Bedeutung der Gesetzesveränderungen anhand einiger Beispiele

Der siebte Absatz des Anfangskapitel der türkischen Verfassung "Kein Gedanke und keine Meinung darf gegenüber den türkischen Nationalinteressen, dem Existenzprinzip, das der türkische Staat mit seinem Hoheitsgebiet und seinem Volk ein unteilbares Ganzes bildet, der Geschichte des Türkentums und seiner moralischen Werte sowie gegenüber dem Nationalismus, den Prinzipien und der Zivilisation Atatürks keinen Schutz genießen" wurde geändert, indem "Keine Gedanken und Meinung" mit "keine Aktivität" ersetz wurde. An diesem Beispiel wird deutlich, dass die Veränderung nur ein formelles ist, denn das Schreiben eines Buch oder einer Kolumne, d.h. seine Gedanken mit anderen Mitteln zur Sprache zu bringen, sich zu Versammeln und zu organisieren stellt eine Aktivität dar. Die Artikel 13 und 14 der Verfassung wurden auf eine ähnliche Weise wie im vorhergehenden Beispiel geändert. Bei diesen Artikeln wurden zudem mehrere Einschränkungen hinzugefügt. Im Artikel 26 wurde zwar der folgende Satz gestrichen "Eine Sprache, die das Gesetz untersagt, darf bei der Äußerung und Verbreitung von Gedanken nicht gebraucht werden.", aber dies hat keine praktische Bedeutung. In der Türkei gibt es gegenwärtig viele Gesetze, die ein ähnliches Verbot aussprechen. In vielen Artikeln der Verfassung, im Strafgesetz und vor allem im Artikel 8 des Anti-Terror-Gesetzt (vom 12.04.1991), ist die Gedankenäußerung als Vergehen festgelegt. Viele Menschen, darunter Wissenschaftler und Schriftsteller befinden sich aufgrund ihrer Gedankenäußerungen in türkischen Gefängnissen.

Das Verbot der kurdischen Veröffentlichungen und der kurdischen Bildung hält weiterhin an:
In Artikel 28 der türkischen Verfassung wurde der folgende Satz gestrichen: "In Veröffentlichungen darf keine Sprache gebraucht werden, die durch das Gesetz verboten ist". Auch diese Veränderung hat keinen praktischen Wert. In einigen Presseorganen wird diese Veränderung so interpretiert, als wäre das Verbot der kurdischen Sprache aufgehoben. Dem ist aber nicht so. Sowohl in der Verfassung als auch in anderen Gesetzen sind noch immer Verbote die Kurden und die kurdische Sprache betreffend in Kraft.

□ □ □ □ □

Schreibe den Text über die Änderungen der türkischen Verfassung im Anschluss an seinen letzten Satz weiter.

- _Die Daten_:
□ □ □ □ □

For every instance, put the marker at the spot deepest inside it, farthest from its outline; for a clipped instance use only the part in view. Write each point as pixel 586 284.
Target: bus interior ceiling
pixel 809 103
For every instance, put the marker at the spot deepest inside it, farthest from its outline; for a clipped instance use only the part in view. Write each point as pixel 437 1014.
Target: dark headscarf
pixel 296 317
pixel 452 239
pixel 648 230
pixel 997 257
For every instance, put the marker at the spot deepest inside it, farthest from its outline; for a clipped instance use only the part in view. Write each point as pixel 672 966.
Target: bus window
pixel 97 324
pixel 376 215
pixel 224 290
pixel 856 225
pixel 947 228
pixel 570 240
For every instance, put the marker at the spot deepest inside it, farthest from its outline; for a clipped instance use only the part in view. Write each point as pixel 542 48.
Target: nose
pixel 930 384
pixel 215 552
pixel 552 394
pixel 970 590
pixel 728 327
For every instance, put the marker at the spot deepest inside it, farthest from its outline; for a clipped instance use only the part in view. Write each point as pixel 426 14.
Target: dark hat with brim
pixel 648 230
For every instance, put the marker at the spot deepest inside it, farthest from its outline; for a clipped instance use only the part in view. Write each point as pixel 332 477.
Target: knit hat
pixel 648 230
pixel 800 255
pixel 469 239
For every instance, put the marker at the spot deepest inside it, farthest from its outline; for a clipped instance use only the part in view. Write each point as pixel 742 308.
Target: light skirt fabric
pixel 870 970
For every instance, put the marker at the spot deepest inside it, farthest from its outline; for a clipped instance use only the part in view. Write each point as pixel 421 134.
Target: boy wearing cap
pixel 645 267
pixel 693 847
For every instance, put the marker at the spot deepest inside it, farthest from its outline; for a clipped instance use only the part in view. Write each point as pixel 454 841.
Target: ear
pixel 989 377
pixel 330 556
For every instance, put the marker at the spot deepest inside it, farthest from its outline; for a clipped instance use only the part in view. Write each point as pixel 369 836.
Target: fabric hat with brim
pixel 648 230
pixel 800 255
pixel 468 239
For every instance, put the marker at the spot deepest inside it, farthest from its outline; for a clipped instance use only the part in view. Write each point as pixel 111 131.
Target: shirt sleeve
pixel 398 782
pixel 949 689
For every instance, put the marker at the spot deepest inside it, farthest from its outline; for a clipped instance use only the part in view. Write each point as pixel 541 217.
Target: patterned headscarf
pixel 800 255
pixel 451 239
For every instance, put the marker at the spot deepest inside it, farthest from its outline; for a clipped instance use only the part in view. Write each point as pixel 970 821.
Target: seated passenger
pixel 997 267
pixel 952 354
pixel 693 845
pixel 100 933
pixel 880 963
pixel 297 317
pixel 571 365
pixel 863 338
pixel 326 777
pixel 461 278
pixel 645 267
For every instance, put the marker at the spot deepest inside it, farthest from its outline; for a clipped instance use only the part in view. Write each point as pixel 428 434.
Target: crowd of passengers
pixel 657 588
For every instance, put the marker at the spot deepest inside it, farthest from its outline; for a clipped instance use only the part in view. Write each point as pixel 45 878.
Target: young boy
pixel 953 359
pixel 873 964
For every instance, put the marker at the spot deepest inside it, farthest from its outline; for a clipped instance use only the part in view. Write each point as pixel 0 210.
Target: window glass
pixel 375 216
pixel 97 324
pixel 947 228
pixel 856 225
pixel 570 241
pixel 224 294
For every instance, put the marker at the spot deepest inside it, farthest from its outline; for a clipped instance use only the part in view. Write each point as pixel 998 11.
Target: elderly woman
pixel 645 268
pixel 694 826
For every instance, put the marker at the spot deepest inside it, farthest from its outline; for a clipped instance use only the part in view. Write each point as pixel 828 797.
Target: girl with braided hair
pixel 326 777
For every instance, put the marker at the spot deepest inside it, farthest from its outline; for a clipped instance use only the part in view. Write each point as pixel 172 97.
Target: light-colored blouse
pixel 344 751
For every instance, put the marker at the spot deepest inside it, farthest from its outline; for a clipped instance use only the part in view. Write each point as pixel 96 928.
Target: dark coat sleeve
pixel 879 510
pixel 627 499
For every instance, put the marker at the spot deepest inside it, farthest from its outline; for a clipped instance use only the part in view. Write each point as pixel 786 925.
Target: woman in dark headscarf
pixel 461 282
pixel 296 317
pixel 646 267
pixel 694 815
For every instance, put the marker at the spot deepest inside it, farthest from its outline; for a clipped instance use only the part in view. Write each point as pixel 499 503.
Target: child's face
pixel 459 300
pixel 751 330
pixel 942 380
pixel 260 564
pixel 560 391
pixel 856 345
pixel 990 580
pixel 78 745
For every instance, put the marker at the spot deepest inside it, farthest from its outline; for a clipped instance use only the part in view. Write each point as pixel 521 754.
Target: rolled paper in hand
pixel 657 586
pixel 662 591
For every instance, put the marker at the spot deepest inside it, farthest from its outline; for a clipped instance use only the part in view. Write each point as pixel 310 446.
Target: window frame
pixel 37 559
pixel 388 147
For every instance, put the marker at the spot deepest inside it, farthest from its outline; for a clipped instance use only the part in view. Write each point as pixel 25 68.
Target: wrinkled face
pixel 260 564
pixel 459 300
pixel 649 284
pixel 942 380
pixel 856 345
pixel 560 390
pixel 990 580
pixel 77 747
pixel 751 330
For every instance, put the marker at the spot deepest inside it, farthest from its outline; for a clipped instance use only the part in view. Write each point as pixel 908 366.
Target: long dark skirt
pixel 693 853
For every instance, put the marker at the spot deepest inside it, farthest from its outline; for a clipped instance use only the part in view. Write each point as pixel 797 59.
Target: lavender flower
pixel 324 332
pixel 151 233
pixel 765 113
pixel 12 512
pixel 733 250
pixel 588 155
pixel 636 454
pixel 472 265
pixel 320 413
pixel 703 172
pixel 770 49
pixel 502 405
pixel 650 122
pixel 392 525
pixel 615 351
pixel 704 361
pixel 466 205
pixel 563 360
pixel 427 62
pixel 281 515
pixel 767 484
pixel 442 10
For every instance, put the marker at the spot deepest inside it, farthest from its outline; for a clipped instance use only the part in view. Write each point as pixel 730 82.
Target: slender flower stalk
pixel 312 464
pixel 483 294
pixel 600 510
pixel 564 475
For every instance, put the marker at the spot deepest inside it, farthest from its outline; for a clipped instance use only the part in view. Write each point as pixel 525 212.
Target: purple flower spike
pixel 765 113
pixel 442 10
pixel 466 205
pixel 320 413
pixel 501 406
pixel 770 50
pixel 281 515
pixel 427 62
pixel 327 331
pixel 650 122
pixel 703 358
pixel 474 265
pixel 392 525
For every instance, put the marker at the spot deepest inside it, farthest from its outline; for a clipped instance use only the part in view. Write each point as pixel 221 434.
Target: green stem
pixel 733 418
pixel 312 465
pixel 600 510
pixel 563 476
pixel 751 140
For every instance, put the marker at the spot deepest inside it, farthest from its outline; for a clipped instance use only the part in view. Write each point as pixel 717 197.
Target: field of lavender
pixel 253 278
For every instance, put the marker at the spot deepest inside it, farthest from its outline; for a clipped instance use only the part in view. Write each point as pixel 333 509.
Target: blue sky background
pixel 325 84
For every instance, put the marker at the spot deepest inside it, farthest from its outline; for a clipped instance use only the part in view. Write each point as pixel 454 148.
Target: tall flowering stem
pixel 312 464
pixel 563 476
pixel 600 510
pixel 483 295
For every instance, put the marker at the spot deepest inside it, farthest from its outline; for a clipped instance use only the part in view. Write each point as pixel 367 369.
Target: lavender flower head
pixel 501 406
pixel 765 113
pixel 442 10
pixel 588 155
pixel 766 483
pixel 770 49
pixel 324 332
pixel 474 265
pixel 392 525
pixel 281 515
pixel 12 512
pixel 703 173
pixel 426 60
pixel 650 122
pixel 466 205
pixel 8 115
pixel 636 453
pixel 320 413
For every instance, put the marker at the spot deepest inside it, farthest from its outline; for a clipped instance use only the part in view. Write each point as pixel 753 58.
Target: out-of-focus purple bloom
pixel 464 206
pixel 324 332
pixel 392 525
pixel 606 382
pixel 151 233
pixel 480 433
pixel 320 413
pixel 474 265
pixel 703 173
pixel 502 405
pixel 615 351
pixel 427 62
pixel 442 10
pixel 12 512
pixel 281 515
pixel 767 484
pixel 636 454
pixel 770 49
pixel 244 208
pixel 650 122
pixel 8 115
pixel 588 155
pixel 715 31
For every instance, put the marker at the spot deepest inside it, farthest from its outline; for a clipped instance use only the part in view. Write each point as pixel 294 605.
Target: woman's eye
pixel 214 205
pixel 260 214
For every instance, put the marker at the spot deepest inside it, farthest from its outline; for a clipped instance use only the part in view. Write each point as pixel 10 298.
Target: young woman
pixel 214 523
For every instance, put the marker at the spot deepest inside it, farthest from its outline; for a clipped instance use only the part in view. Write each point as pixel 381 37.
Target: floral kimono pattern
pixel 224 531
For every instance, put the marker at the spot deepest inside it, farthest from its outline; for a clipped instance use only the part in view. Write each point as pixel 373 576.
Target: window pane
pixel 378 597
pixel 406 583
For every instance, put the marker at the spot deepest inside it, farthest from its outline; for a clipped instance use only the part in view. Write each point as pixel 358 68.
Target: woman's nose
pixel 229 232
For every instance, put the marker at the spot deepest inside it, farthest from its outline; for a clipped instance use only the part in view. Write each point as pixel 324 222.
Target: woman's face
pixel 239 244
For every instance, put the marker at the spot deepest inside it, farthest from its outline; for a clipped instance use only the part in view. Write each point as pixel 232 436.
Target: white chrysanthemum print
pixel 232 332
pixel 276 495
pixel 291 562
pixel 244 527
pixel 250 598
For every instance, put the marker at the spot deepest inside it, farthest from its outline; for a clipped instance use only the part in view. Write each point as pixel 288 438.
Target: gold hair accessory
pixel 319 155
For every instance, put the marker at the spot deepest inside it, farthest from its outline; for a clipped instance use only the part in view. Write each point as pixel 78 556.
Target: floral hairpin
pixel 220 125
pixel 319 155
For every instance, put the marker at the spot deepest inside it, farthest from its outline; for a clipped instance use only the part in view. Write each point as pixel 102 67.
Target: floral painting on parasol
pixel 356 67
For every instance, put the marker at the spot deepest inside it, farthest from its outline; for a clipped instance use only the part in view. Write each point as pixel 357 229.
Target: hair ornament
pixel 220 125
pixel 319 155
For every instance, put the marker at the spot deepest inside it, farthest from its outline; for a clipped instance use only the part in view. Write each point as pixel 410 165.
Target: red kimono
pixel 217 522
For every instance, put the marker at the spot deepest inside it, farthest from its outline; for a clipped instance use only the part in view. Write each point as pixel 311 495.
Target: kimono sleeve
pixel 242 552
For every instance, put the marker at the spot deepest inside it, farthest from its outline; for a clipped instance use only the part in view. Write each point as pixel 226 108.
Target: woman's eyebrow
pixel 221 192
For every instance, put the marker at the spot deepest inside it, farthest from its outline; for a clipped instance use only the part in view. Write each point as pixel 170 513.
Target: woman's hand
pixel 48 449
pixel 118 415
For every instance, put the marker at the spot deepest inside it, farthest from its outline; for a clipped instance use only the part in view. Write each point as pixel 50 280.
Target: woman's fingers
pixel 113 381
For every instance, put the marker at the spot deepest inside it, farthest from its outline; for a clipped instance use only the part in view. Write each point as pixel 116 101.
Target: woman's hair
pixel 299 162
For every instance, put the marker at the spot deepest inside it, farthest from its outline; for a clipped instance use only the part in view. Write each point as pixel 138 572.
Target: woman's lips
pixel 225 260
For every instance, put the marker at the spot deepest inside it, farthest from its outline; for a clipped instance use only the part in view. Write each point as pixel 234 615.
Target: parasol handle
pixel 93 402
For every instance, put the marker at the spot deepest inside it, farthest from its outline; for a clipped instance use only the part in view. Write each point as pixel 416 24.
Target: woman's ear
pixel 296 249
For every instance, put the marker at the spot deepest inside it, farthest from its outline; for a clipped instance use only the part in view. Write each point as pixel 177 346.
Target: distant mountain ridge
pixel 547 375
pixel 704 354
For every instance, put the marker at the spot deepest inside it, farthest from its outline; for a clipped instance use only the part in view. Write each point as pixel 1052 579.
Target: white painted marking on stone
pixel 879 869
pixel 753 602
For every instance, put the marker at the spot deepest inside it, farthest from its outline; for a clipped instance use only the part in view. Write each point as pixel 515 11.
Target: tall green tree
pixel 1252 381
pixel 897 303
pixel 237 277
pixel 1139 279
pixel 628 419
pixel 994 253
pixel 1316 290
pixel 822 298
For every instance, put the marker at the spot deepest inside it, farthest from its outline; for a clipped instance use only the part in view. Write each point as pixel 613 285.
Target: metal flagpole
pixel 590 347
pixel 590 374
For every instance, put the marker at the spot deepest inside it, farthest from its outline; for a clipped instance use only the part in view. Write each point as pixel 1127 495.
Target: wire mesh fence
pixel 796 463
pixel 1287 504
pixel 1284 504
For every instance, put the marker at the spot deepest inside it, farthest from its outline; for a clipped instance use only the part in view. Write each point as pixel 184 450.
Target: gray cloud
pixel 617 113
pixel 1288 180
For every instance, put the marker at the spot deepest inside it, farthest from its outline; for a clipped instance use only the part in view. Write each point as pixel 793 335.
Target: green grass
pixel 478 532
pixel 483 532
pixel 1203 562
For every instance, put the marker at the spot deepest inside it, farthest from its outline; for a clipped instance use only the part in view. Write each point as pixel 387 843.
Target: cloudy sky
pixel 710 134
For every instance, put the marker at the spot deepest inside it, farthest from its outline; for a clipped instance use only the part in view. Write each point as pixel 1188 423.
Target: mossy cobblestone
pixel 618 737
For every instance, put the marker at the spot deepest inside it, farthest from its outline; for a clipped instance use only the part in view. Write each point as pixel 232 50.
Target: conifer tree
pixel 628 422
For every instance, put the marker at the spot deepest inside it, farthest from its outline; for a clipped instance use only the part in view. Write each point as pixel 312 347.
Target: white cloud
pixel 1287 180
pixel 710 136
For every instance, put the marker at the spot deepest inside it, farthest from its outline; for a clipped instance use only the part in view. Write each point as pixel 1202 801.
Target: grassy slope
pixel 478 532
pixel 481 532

□ □ □ □ □

- _Ergebnis_:
Der Absatz 9 in Artikel 28 der Verfassung, in dem es heißt: "In den Erziehungs- und Unterrichtsanstalten darf türkischen Staatsbürgern keine andere Sprache als Türkisch als Muttersprache gelehrt oder im Unterricht verwendet werden." wurde nicht verändert und hat demnach weiterhin Gültigkeit.

In Artikel 4 des Gesetz Nr. 3984 über Rundfunk und Fernsehen (von 13.04.1994), heißt es: "Es ist verboten, Sendungen in anderen Sprachen außer der Türkischen Sprache auszustrahlen, ausgenommen die Fremdsprachen die einen Beitrag zur Entstehung von universellen Kultur- und Wissenschaftswerten geleistet haben."

In Artikel 81 des Parteiengesetzes Nr. 2820 (vom 22.04.1983), heißt es: "Politische Parteien dürfen nicht behaupten, dass es in der Türkischen Republik Minderheiten gibt, die sich auf Religions-, Kultur-, Sekten-, Rassen- oder Sprachenunterschiede gründen. Politische Parteien dürfen keine Aktivitäten entfalten, um andere Sprachen oder Kulturen als die türkische zu verbreiten und somit durch Schaffung von Minderheiten die Einheit der Nation zu gefährden. Politische Parteien dürfen in Satzungen, Programmen, auf Kongressen und Versammlungen keine andere Sprache als das Türkische verwenden. Sie dürfen Plakate, Schallplatten, Ton- und Videobänder, Broschüren und Erklärungen in keiner anderen als der türkischen Sprache verteilen. Sie dürfen gegenüber derartigen Aktionen dritter nicht gleichgültig bleiben (...)"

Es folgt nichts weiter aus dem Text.